[Extract]:
[build-path-prefix-map-spec] 31/50: spec: Fix rst syntax and rearrange some stuff for clarify

Ximin Luo infinity0 at debian.org
Fri Mar 10 15:17:21 UTC 2017


This is an automated email from the git hooks/post-receive script.

infinity0 pushed a commit to branch master
in repository build-path-prefix-map-spec.

commit c854bc80b805d1b17fa5cdccb5826a17b3c3b4b2
Author: Ximin Luo <infinity0 at debian.org>
Date:   Mon Feb 13 18:46:37 2017 +0100

    spec: Fix rst syntax and rearrange some stuff for clarify
---
 spec-draft.rst | 181 ++++++++++++++++++++++++++++++++++-----------------------
 1 file changed, 107 insertions(+), 74 deletions(-)

diff --git a/spec-draft.rst b/spec-draft.rst
index e550706..341e9e7 100644
--- a/spec-draft.rst
+++ b/spec-draft.rst
@@ -1,6 +1,7 @@
 TODO: define producers, consumer
 
-== Encoding specification ==
+Encoding specification
+======================
 
 This describes an environment variable that encodes a list-of-pairs where each
 pair holds two strings. We'll use the terms "left"- and "right end of the
@@ -8,93 +9,91 @@ list", to respectively refer to the parts of the structure (or related), that
 was originally parsed from the left (start) and right (end) ends of the value.
 
 Generally the data types of environment variables are platform-dependent, but
-we'll assume here that (for each platform) these are the same for environment
+we'll assume here that for each platform these are the same for environment
 variable values as it is for file paths. On POSIX systems, they are strings of
-octets (bytes), and on Windows they are strings of 16-bit wide words (wchar_t)
-which may be valid or invalid UTF-16 [4].
-
-[4] In other words, it is UCS-2, but this term is deprecated; see
-    http://unicode.org/faq/utf_bom.html#utf16-1 no HTTPS unfortunately
+octets (bytes), and on Windows they are strings of 16-bit wide words
+(``wchar_t``) which may be valid or invalid UTF-16.
 
 Since our encoding only deals with ASCII-compatible characters, and UTF-16 uses
 surrogate pairs to encode code points not in the BMP, it should be possible to
-implement our encoding below by "naively" operating on string units, regardless
-of whether a unit is an 8-bit octet (e.g. POSIX C), 16-bit wchar_t [5] (e.g.
-Windows C++), or an actual decoded Unicode code point (e.g. Python 3).
-
-[5] On Windows this is "supposed" to be UTF-16 and is commonly advertised as
-    "UTF-16", however the kernel does not check this and only *some* Windows
-    APIs enforce it. So in practice user code should not assume that the
-    sequences are valid UTF-16, and should be able to deal with invalid UTF-16
-    sequences. The easiest way to do this, is to treat these things as opaque
-    16-bit sequences with no encoding.
-
-    Windows references:
-    - https://docs.microsoft.com/en-us/cpp/c-runtime-library/reference/getenv-s-wgetenv-s
-    - https://msdn.microsoft.com/en-us/library/windows/desktop/dd374069(v=vs.85).aspx
-    - https://msdn.microsoft.com/en-us/library/windows/desktop/aa365247(v=vs.85).aspx
-    - https://github.com/rust-lang/rust/issues/12056
+implement our encoding by "naively" operating on string units, regardless of
+whether a unit is an 8-bit octet (e.g. POSIX C), 16-bit wchar_t (e.g. Windows
+C++), or an actual decoded Unicode code point (e.g. Python 3). However in
+practise, this is only possible when your language provides APIs that do not
+attempt to automatically decode environment variables or filesystem paths, or
+does this in a reversible (non-standard) way. See the "language-specific
+implementation notes" section below for details and examples.

[Task description]: List every web address that appears in the commit email. The records are not needed.

[Given records]:
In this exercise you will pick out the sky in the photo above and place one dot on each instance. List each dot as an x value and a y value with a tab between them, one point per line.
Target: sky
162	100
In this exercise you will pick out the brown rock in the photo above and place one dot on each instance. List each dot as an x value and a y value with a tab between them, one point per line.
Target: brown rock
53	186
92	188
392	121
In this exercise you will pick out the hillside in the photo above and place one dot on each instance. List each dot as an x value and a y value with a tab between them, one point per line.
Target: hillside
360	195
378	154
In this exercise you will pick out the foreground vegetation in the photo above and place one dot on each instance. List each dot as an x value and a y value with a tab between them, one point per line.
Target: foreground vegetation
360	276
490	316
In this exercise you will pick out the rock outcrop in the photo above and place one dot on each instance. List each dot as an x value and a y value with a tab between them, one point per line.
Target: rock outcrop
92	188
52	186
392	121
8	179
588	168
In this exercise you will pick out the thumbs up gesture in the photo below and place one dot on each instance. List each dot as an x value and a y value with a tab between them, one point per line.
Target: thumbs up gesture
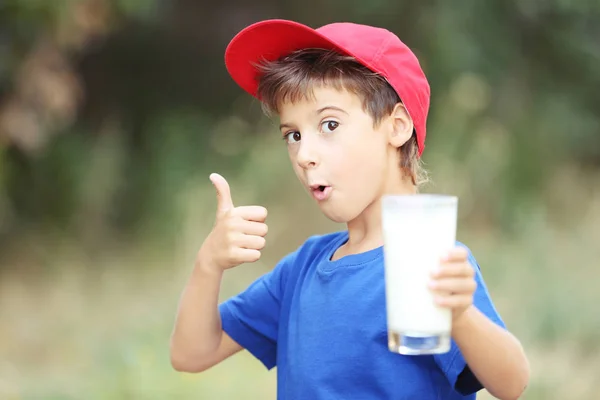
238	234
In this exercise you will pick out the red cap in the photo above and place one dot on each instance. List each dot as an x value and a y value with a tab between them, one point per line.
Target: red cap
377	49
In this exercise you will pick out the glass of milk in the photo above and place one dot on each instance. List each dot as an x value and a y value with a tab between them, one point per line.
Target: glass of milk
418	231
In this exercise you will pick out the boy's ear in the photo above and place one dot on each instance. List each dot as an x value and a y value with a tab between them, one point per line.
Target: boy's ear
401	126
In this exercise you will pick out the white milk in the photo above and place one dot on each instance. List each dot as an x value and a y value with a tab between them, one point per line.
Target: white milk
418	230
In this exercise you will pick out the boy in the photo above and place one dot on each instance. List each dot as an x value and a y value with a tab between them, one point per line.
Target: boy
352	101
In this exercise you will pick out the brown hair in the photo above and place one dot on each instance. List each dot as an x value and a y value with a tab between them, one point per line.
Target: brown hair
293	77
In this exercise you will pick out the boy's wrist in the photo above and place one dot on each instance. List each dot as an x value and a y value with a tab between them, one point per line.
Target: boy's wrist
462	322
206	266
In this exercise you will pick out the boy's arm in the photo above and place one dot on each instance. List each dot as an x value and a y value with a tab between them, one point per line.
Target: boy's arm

[Full response]:
- http://unicode.org/faq/utf_bom.html#utf16-1
- https://docs.microsoft.com/en-us/cpp/c-runtime-library/reference/getenv-s-wgetenv-s
- https://msdn.microsoft.com/en-us/library/windows/desktop/dd374069(v=vs.85).aspx
- https://msdn.microsoft.com/en-us/library/windows/desktop/aa365247(v=vs.85).aspx
- https://github.com/rust-lang/rust/issues/12056